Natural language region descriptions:
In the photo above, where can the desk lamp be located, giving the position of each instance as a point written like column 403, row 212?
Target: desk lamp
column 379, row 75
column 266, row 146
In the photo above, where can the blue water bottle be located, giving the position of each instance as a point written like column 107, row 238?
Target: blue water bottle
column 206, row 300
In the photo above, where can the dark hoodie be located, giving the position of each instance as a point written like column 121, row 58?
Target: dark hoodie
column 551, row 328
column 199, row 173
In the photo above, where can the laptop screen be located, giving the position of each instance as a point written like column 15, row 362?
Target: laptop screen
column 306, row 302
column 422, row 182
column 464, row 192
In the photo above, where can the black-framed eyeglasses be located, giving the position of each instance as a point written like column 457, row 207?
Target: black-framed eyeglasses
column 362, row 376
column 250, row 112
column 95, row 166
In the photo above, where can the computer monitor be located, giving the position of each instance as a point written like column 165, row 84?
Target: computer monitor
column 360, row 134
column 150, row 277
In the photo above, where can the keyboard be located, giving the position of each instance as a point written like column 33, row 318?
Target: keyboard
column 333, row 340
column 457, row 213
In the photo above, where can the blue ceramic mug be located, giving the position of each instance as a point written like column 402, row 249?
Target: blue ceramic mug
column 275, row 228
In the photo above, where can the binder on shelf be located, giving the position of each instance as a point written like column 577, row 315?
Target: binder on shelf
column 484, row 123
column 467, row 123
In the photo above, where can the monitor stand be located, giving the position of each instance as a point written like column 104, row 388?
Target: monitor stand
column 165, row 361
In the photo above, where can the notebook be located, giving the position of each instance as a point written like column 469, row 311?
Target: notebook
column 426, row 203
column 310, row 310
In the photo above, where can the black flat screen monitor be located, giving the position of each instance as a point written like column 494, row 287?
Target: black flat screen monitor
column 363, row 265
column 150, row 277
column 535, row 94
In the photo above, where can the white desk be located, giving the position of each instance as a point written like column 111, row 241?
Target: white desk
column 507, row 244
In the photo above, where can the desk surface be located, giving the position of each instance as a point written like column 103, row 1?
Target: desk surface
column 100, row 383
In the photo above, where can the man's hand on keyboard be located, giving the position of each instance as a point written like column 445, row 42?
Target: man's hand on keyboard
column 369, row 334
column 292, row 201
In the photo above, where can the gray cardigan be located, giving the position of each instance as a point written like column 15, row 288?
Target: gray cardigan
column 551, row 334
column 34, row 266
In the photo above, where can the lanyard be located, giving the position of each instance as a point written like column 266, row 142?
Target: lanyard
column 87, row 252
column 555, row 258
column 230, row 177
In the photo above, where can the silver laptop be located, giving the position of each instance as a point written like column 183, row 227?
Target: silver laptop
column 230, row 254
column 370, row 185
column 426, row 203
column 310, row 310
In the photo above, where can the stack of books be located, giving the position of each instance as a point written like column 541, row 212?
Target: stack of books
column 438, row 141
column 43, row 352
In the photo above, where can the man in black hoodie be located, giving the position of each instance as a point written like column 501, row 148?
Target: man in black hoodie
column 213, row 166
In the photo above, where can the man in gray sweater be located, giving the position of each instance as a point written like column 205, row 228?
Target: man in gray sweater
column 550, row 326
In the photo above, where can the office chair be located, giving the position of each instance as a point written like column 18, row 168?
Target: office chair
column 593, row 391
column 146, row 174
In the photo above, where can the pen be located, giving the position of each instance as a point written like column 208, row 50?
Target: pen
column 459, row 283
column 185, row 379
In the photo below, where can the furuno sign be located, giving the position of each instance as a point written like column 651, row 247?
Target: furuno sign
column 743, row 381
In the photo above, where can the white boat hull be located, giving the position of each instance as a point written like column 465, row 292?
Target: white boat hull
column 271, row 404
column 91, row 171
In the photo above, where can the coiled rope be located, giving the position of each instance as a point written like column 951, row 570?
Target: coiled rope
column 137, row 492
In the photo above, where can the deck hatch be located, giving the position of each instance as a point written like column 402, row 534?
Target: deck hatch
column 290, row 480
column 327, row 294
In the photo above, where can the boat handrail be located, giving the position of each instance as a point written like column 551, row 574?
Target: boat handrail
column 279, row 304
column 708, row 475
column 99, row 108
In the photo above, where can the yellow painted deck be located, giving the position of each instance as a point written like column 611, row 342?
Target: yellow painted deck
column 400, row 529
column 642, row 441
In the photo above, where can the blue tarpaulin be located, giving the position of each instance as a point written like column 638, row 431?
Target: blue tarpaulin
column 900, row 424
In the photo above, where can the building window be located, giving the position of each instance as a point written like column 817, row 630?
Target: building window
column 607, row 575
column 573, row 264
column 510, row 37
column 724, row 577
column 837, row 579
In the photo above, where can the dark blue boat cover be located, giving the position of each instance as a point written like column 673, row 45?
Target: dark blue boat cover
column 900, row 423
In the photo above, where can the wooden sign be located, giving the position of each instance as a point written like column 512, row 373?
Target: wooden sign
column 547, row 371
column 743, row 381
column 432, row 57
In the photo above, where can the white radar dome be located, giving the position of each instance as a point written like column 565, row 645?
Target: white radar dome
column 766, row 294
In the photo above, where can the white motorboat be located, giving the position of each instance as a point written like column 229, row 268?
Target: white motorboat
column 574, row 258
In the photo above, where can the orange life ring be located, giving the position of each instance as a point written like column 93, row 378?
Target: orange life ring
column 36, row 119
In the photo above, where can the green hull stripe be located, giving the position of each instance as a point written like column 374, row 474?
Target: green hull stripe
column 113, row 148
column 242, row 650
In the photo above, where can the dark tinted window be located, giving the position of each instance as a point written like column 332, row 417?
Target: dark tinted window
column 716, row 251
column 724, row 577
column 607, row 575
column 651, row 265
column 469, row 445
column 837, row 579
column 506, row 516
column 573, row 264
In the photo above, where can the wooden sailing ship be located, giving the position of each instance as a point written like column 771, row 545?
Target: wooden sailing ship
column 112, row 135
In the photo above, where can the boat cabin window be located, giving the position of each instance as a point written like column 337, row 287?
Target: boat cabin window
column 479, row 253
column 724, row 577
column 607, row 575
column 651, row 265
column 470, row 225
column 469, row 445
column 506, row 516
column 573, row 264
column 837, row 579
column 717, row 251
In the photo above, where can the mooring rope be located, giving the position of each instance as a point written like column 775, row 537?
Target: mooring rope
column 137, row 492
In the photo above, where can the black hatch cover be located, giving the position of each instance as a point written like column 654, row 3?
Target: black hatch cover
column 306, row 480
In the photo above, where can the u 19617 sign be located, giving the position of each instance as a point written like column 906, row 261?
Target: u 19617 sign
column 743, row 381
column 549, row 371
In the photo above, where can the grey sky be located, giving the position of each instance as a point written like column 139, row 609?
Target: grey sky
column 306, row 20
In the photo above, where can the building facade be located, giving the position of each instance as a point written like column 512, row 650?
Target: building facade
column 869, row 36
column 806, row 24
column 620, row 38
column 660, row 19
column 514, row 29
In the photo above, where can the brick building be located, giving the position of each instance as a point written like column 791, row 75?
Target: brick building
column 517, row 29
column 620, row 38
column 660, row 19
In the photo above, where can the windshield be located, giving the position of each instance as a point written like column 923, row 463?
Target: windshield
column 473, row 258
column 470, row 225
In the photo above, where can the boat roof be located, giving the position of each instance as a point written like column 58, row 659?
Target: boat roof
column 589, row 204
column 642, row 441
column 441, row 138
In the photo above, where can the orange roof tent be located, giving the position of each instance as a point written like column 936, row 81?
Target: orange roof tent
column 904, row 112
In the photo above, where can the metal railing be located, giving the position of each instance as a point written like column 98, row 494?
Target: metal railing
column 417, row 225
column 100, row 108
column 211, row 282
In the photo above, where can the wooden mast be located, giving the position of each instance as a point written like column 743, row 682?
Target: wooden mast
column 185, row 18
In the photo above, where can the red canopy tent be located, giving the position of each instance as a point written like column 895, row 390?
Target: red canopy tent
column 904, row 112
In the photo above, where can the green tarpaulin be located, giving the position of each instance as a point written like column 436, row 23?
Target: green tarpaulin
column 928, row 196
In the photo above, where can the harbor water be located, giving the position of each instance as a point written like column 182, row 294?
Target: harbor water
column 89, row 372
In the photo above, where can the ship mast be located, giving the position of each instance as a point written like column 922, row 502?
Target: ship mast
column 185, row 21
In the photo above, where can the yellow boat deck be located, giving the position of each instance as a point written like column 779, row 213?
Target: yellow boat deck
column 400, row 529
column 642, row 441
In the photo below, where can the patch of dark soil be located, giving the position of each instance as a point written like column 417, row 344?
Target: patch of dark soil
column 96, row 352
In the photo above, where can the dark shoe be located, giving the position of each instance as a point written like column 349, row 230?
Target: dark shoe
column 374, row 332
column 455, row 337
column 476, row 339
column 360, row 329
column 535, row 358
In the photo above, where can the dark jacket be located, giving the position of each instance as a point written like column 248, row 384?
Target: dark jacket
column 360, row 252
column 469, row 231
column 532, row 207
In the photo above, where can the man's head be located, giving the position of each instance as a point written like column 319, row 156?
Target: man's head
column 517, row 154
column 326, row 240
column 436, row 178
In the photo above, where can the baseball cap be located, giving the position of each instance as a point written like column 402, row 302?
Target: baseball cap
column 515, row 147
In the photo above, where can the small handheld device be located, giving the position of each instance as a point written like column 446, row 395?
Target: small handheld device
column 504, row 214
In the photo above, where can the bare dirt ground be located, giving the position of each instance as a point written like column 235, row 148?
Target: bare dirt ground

Task statement ▸
Would you output, from the records above, exactly the run of lines that starts at the line containing "Target: grey sky" and ends at the line containing "In the photo above, where can the building facade", and only that run?

Response to the task ▸
Target: grey sky
column 306, row 20
In the photo above, where can the building facade be located, giving the position of each instance as a point written like column 512, row 650?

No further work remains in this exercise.